Supplied records
::::::

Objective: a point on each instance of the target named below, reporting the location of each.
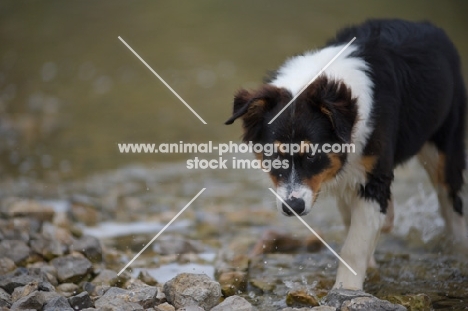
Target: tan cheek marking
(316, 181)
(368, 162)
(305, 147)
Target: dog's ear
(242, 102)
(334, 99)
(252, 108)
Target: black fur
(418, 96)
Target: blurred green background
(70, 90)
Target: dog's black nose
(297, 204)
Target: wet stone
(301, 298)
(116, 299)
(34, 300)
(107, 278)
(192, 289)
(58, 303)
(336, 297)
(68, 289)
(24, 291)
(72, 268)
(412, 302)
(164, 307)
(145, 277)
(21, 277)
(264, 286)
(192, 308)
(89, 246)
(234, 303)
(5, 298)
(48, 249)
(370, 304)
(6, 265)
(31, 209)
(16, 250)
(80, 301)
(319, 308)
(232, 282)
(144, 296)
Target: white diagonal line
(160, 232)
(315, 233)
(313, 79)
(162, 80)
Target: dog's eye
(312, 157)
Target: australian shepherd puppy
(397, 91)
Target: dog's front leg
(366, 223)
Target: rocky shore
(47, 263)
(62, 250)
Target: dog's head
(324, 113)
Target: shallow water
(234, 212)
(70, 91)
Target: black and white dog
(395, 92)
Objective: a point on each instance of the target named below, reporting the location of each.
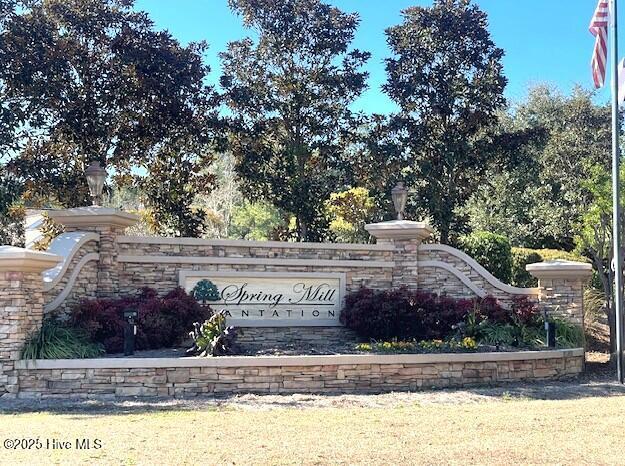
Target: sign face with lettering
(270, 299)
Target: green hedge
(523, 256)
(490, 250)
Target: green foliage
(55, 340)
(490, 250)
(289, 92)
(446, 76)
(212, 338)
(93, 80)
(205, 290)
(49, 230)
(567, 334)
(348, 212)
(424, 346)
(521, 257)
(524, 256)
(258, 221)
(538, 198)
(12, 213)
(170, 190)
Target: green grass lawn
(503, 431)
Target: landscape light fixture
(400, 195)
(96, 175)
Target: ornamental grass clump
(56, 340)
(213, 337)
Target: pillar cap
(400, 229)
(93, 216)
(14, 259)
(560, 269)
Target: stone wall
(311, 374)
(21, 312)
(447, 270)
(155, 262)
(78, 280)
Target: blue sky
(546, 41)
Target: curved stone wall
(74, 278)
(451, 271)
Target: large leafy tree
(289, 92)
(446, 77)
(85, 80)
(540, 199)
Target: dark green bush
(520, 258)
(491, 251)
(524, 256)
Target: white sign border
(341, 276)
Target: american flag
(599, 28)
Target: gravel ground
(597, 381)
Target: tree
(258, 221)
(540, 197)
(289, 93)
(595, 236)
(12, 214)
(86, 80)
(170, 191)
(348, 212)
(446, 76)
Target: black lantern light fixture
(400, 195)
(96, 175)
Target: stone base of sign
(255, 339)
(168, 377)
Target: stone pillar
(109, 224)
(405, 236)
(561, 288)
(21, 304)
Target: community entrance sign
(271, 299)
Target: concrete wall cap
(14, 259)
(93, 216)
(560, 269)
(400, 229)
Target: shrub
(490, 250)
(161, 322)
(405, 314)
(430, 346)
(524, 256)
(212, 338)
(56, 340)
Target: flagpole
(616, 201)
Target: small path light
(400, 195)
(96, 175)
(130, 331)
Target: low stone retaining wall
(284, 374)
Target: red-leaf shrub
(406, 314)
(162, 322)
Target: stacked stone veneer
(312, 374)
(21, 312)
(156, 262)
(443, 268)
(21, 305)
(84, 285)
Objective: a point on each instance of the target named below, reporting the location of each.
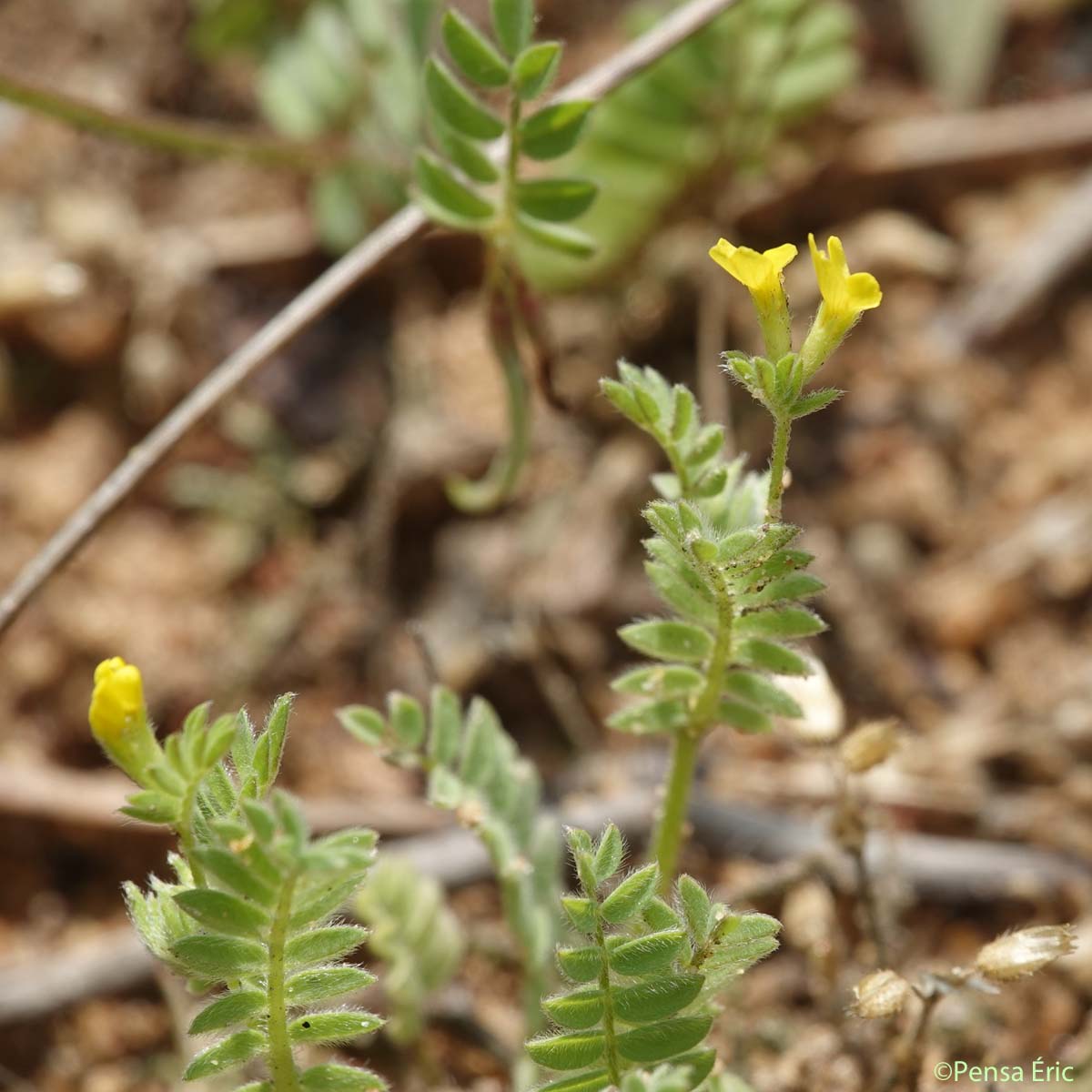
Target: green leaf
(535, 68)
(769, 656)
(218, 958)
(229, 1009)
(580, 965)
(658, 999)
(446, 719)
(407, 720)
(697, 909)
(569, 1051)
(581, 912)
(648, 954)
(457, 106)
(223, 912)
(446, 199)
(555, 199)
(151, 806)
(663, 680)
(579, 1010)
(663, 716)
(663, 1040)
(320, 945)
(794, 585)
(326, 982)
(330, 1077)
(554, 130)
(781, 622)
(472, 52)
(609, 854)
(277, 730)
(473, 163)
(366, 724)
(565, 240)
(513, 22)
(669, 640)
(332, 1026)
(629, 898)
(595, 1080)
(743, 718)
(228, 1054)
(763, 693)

::::::

Direction
Repeat all of the items above word for word, leaving out the pictures.

Correct result
Objective: a point on each instance of the target named below, reporting the location of each.
Target: tan cheek marking
(316, 181)
(368, 162)
(305, 147)
Target: dog's ear
(242, 102)
(334, 99)
(252, 108)
Target: black fur
(418, 96)
Target: blurred green background
(70, 90)
Target: dog's black nose
(297, 204)
Target: wet stone
(301, 298)
(116, 299)
(34, 300)
(107, 278)
(192, 289)
(58, 303)
(336, 297)
(68, 289)
(24, 291)
(72, 268)
(412, 302)
(164, 307)
(145, 277)
(21, 277)
(264, 286)
(192, 308)
(89, 246)
(234, 303)
(5, 298)
(48, 249)
(370, 304)
(6, 265)
(31, 209)
(16, 250)
(80, 301)
(319, 308)
(232, 282)
(144, 296)
Target: white diagonal line
(160, 232)
(315, 233)
(313, 79)
(162, 80)
Target: dog's eye
(312, 157)
Target: australian shepherd puppy
(397, 91)
Target: dog's front leg
(366, 223)
Target: rocky shore
(47, 263)
(62, 250)
Target: dog's head
(324, 113)
Target: shallow water
(234, 212)
(70, 91)
Target: black and white dog
(395, 92)
Objective: a point on each instance of the target named below, reporting the location of each.
Target: sign face with lettering
(270, 299)
Target: green hedge
(523, 256)
(490, 250)
Target: green foliage
(55, 340)
(490, 250)
(289, 92)
(446, 76)
(212, 338)
(93, 80)
(205, 290)
(49, 230)
(567, 334)
(348, 212)
(424, 346)
(521, 257)
(524, 256)
(258, 221)
(538, 198)
(12, 213)
(170, 190)
Target: green grass lawn
(503, 431)
Target: landscape light fixture
(400, 195)
(96, 175)
Target: ornamental grass clump
(56, 340)
(213, 337)
Target: pillar cap
(400, 229)
(93, 216)
(14, 259)
(560, 269)
Target: stone wall
(311, 374)
(21, 312)
(447, 270)
(155, 262)
(78, 280)
Target: blue sky
(546, 41)
Target: curved stone wall
(74, 278)
(451, 271)
Target: large leafy tree
(289, 92)
(446, 77)
(85, 80)
(540, 199)
Target: dark green bush
(520, 258)
(491, 251)
(524, 256)
Target: white sign border
(341, 276)
Target: american flag
(599, 28)
Target: gravel ground
(597, 381)
Target: tree
(258, 221)
(540, 197)
(289, 93)
(595, 236)
(12, 214)
(86, 80)
(170, 191)
(348, 212)
(446, 76)
Target: black lantern light fixture
(400, 195)
(96, 175)
Target: stone base of sign
(255, 339)
(168, 377)
Target: stone pillar
(109, 224)
(405, 236)
(561, 288)
(21, 304)
Target: community entrance sign
(271, 299)
Target: concrete wall cap
(14, 259)
(93, 216)
(560, 269)
(400, 229)
Target: shrub
(490, 250)
(161, 322)
(405, 314)
(430, 346)
(524, 256)
(212, 338)
(56, 340)
Target: flagpole
(616, 201)
Target: small path light
(400, 195)
(96, 175)
(130, 331)
Target: low stone retaining wall
(284, 374)
Target: red-leaf shrub
(406, 314)
(162, 322)
Target: stacked stone veneer
(312, 374)
(21, 312)
(156, 262)
(443, 268)
(21, 305)
(84, 285)
Objective: a point on each instance of the target named below, reporting the location of each.
Target: green leaf
(535, 68)
(769, 656)
(218, 958)
(229, 1009)
(580, 965)
(658, 999)
(446, 719)
(407, 720)
(697, 909)
(569, 1051)
(581, 912)
(648, 954)
(457, 106)
(223, 912)
(446, 199)
(555, 199)
(151, 806)
(663, 680)
(579, 1010)
(663, 716)
(663, 1040)
(320, 945)
(794, 585)
(326, 982)
(330, 1077)
(554, 130)
(781, 622)
(472, 52)
(609, 854)
(277, 730)
(473, 163)
(366, 724)
(565, 240)
(513, 22)
(669, 640)
(332, 1026)
(629, 898)
(595, 1080)
(743, 718)
(228, 1054)
(763, 693)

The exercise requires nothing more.